Records from a dataset:

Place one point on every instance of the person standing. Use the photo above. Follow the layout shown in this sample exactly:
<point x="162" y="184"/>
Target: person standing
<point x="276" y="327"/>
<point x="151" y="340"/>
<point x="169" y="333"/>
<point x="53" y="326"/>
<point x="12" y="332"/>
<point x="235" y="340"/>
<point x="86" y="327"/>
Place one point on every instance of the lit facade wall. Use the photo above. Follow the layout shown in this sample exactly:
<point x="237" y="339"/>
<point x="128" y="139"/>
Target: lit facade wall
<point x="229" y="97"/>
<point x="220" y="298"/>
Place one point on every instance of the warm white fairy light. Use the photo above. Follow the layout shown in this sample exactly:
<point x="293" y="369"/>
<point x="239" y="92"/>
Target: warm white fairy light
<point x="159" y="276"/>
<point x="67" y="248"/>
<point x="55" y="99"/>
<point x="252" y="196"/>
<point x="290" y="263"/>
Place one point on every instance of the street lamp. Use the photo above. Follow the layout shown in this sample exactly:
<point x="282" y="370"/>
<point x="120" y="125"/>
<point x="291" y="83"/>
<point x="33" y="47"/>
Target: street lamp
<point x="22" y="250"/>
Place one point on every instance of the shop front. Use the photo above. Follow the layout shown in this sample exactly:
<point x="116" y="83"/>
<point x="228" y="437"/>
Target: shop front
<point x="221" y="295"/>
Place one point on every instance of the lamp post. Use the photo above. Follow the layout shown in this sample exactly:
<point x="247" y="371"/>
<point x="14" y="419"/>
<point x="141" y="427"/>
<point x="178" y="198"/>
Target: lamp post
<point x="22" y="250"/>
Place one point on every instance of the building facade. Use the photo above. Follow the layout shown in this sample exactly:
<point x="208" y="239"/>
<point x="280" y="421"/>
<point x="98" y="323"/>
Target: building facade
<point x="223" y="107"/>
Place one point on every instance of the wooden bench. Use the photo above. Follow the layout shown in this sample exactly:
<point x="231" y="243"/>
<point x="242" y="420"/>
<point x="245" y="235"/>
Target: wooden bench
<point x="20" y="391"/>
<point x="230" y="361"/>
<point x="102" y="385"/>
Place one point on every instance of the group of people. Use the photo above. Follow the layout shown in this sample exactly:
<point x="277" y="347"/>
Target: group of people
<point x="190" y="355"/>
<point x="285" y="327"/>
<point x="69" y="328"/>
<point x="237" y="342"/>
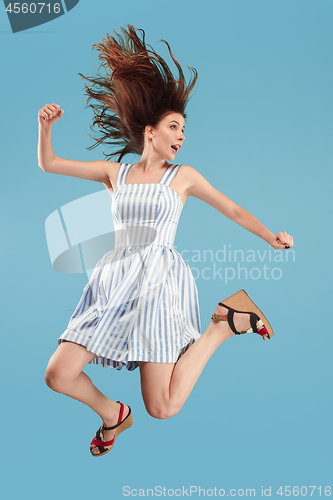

● Prompt
Rename "Target" to "Object" throughout the records, leaving everything else unchanged. Leave the pictures out of your answer.

● Result below
Place one point on every instance of the person standing. Use the photo above. Follow the layout shown in this sample exactly:
<point x="162" y="184"/>
Object: person standing
<point x="276" y="327"/>
<point x="151" y="340"/>
<point x="169" y="333"/>
<point x="53" y="326"/>
<point x="12" y="332"/>
<point x="235" y="340"/>
<point x="86" y="327"/>
Place one point on every instance of the lit facade wall. Use the photo above. Follow the layout shown in this sample exactly:
<point x="237" y="339"/>
<point x="128" y="139"/>
Object: lit facade wall
<point x="229" y="97"/>
<point x="220" y="298"/>
Place one point on every instance of the warm white fairy light. Use the photo above. Follow the layout shown in this sample exactly:
<point x="293" y="369"/>
<point x="239" y="92"/>
Object: warm white fairy light
<point x="159" y="276"/>
<point x="67" y="248"/>
<point x="55" y="99"/>
<point x="252" y="196"/>
<point x="290" y="263"/>
Place one point on every instance of the street lamp. Use the photo above. Follow the layout shown in this sample exactly:
<point x="282" y="370"/>
<point x="120" y="125"/>
<point x="291" y="83"/>
<point x="33" y="47"/>
Object: street lamp
<point x="22" y="250"/>
Place one point on every instance of the shop front. Use the photo above. Follow the layout shown in this sample exactly:
<point x="116" y="83"/>
<point x="228" y="437"/>
Object: shop front
<point x="221" y="295"/>
Place one point on every instance of the lamp post. Use the photo above. Follow the layout shown in this sample exactly:
<point x="247" y="371"/>
<point x="14" y="419"/>
<point x="141" y="427"/>
<point x="178" y="198"/>
Object: lamp post
<point x="22" y="250"/>
Place one point on every instance of the building facade. Use the photo above. Follow the layout shown in this sample exactly:
<point x="208" y="239"/>
<point x="280" y="421"/>
<point x="98" y="323"/>
Object: building facade
<point x="223" y="107"/>
Place one point on every instance of the wooden bench. Use the photo above. Follow the layout shown in this sample exactly:
<point x="231" y="243"/>
<point x="242" y="420"/>
<point x="245" y="235"/>
Object: wooden bench
<point x="20" y="391"/>
<point x="230" y="361"/>
<point x="102" y="385"/>
Place one point on every instance of the group of people. Use the photo above. Follow the layout shown in this sample exactly:
<point x="277" y="347"/>
Object: group of people
<point x="190" y="355"/>
<point x="285" y="327"/>
<point x="69" y="328"/>
<point x="237" y="342"/>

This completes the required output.